● **DATASET EXTRACT**
--------

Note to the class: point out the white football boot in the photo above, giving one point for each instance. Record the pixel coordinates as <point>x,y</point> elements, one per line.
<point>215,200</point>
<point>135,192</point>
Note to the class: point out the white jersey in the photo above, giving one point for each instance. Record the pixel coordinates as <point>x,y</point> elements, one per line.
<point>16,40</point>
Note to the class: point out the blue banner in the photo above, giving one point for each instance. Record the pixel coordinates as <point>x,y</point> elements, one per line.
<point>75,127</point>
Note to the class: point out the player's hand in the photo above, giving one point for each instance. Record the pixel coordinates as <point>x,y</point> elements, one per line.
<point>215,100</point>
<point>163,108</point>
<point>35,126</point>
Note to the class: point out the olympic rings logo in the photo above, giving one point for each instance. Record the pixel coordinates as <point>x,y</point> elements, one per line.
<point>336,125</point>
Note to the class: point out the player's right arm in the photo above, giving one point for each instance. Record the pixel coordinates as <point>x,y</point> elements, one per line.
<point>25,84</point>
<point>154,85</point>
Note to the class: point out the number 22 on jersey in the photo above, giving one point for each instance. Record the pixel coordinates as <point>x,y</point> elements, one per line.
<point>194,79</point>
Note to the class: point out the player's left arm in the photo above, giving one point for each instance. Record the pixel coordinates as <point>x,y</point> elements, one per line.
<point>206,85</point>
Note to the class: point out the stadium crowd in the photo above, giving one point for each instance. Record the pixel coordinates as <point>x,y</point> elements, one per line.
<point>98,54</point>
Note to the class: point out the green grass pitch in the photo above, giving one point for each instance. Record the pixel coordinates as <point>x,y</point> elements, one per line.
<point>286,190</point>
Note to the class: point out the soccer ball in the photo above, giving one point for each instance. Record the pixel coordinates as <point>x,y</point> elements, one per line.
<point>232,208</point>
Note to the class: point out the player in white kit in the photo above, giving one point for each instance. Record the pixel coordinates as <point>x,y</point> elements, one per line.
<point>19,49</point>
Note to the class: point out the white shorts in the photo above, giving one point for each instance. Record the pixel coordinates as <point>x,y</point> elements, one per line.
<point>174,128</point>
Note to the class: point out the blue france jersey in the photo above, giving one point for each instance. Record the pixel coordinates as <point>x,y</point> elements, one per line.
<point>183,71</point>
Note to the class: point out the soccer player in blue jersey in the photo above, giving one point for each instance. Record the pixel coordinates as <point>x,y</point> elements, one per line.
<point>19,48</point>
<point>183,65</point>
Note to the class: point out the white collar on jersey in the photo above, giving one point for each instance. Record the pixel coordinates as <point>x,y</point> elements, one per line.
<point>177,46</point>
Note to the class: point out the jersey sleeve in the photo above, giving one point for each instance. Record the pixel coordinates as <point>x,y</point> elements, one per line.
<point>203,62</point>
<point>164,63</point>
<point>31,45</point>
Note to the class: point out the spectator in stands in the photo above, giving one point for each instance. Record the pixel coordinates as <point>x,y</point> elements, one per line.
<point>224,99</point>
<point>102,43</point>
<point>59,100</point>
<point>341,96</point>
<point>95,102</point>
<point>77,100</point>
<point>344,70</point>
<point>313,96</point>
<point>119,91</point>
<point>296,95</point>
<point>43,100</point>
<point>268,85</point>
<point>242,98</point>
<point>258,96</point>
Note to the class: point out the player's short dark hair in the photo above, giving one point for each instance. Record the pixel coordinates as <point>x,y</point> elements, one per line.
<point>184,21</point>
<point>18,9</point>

--------

● **EXERCISE PROMPT**
Leave out every line before the one containing "Note to the class: point out the jersey". Transcribe that line and all lines after it through the end of the data above, exactly.

● **ANSWER TO THIS EXERCISE**
Note to the class: point out the jersey sleeve in the photo above, giving one point for each instance. Record the pixel coordinates as <point>x,y</point> elements, one per line.
<point>203,62</point>
<point>164,63</point>
<point>31,45</point>
Note to the class: point out the spectator in stands in the photo above, giving one point for each instance. Record the pixel coordinates as <point>x,y</point> elements, one per line.
<point>224,99</point>
<point>102,43</point>
<point>59,100</point>
<point>341,96</point>
<point>95,102</point>
<point>77,100</point>
<point>344,70</point>
<point>313,96</point>
<point>119,91</point>
<point>296,95</point>
<point>43,100</point>
<point>268,85</point>
<point>242,98</point>
<point>258,96</point>
Note to the class: point out the player's short dark hair in the photo above, giving one point for each instance. Record the pixel coordinates as <point>x,y</point> elements, one per line.
<point>184,21</point>
<point>18,9</point>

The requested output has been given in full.